■ OBJETIVO:
Devuelve, copiado literalmente del texto sobre futbolistas e investigadores, el tramo que va desde "Ser futbolista profesional" hasta "futbolista de Primera.".

■ TEXTO PROPORCIONADO:
--------------------------------

En Argentina existen dos vocaciones que parecen muy distintas, pero si escarbamos un poco, comparten más de lo que pensamos: la del futbolista profesional y la del investigador científico.
Ambas están llenas de historias de obsesión temprana: chicos que se quedan pateando tiros libres hasta que la comba sale sola o haciendo experimentos caseros hasta la madrugada.
Una arranca en el potrero, con botines embarrados y olor a pasto; la otra, entre bibliotecas y laboratorios.
Ser futbolista profesional ocupa el centro del imaginario colectivo argentino: se celebra como épica nacional y funciona casi como un mandato para millones de infancias.
La investigación científica, en cambio, avanza en el anonimato y suele quedar encasillada como asunto del club de nerds del curso.
La pregunta es concreta: ¿es más probable que un juvenil llegue a Primera División de AFA o que un graduado ingrese a la carrera de investigador del Conicet?
Estadísticas del éxito y probabilidades del sueño no cumplido
En el fútbol argentino, miles de chicos sueñan con llegar a Primera. Sin embargo, el filtro es feroz. El primer corte es inferiores: de cientos de aspirantes, apenas unos pocos son fichados. Y de esos, sólo 1-3 de cada 100 llega a convertirse en futbolista de Primera.

--------------------------------

■ INFORMACIÓN PROPORCIONADA:
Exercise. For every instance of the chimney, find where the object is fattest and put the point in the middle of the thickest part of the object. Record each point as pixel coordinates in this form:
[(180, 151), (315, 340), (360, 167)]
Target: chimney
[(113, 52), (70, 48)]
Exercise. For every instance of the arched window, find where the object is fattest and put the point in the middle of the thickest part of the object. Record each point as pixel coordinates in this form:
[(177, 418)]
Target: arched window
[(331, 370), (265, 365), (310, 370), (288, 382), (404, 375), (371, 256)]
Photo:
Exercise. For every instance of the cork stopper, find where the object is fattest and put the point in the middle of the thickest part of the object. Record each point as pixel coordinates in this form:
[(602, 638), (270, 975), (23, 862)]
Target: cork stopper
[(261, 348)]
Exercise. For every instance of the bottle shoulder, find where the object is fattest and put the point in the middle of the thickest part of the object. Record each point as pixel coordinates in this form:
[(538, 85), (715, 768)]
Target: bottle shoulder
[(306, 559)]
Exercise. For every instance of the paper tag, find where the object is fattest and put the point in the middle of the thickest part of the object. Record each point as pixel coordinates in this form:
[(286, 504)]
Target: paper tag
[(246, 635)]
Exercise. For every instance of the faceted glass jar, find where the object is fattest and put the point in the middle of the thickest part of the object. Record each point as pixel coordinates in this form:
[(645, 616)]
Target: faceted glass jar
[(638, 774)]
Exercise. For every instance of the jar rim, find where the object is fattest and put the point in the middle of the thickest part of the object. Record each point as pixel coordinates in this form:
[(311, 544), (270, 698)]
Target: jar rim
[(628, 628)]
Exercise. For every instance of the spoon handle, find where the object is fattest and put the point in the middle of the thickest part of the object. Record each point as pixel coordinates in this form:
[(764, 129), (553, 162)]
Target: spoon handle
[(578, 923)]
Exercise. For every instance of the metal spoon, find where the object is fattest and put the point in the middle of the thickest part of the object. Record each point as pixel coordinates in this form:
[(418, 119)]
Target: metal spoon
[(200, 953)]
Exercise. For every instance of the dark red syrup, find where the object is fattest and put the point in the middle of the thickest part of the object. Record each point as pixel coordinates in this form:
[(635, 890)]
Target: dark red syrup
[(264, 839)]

--------------------------------

■ SOLUCIÓN ESCRITA:
Ser futbolista profesional ocupa el centro del imaginario colectivo argentino: se celebra como épica nacional y funciona casi como un mandato para millones de infancias.
La investigación científica, en cambio, avanza en el anonimato y suele quedar encasillada como asunto del club de nerds del curso.
La pregunta es concreta: ¿es más probable que un juvenil llegue a Primera División de AFA o que un graduado ingrese a la carrera de investigador del Conicet?
Estadísticas del éxito y probabilidades del sueño no cumplido
En el fútbol argentino, miles de chicos sueñan con llegar a Primera. Sin embargo, el filtro es feroz. El primer corte es inferiores: de cientos de aspirantes, apenas unos pocos son fichados. Y de esos, sólo 1-3 de cada 100 llega a convertirse en futbolista de Primera.